> [WHAT YOU SHOULD DO] Give as output the line that contains "mouth, one line per instance", followed by every remaining line of the entries, unchanged and with nothing added.

(Dataset entries)
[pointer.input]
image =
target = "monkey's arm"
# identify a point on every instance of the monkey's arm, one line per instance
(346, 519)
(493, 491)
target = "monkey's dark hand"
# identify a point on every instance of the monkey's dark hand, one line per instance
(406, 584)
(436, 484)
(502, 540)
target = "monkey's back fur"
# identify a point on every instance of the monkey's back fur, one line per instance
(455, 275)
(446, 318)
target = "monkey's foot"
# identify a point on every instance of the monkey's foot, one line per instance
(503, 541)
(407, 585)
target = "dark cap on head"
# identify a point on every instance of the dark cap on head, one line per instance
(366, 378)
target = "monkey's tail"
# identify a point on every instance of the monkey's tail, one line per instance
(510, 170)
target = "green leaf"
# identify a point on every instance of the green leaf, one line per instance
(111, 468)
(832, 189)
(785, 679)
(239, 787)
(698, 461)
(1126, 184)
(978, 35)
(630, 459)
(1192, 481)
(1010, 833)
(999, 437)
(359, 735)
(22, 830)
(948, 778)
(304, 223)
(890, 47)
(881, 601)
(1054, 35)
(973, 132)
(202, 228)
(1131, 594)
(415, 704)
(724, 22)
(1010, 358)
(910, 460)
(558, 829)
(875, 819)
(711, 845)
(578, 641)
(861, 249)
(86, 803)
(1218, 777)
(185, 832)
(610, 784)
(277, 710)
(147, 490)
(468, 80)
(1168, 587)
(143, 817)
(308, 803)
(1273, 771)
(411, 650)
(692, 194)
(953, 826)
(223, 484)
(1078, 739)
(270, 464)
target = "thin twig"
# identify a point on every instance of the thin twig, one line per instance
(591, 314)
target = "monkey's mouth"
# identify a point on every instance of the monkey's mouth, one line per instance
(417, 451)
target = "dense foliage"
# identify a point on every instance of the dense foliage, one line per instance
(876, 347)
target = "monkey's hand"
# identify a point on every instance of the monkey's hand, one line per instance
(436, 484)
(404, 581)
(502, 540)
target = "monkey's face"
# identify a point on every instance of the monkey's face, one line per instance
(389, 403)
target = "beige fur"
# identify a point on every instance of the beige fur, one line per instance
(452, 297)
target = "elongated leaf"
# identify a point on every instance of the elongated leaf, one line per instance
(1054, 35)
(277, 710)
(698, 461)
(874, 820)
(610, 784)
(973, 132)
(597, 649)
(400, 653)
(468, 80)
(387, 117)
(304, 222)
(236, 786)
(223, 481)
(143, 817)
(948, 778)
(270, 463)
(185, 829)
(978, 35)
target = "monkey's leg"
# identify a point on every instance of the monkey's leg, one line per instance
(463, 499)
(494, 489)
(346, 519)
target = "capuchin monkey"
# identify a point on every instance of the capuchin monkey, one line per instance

> [TASK RESULT]
# identify a point on every instance of the monkey's mouth, one line per instance
(417, 451)
target = "dense foliage"
# identify a point on every instance of the dense foliage, one line per instance
(876, 347)
target = "monkey's hand"
# identify a point on every instance of the monkey's hand, one line per instance
(436, 484)
(404, 581)
(502, 540)
target = "monkey's face"
# identify a point on every instance of the monkey's face, one line per instance
(389, 403)
target = "beige fur"
# identify a point on every instance of the beige fur, one line per instance
(452, 297)
target = "elongated leaf"
# identify a point on every instance of the elongated leaf, one line per instance
(1054, 35)
(277, 710)
(698, 461)
(874, 820)
(610, 784)
(973, 132)
(597, 649)
(400, 653)
(468, 80)
(387, 117)
(304, 222)
(236, 786)
(223, 481)
(143, 817)
(948, 778)
(270, 463)
(185, 829)
(978, 35)
target = "monkey's leg"
# identify a point on every instance of the monkey's leg, one line per instance
(463, 499)
(494, 489)
(346, 519)
target = "capuchin monkey"
# identify a point on every instance of the capuchin monkey, one line per instance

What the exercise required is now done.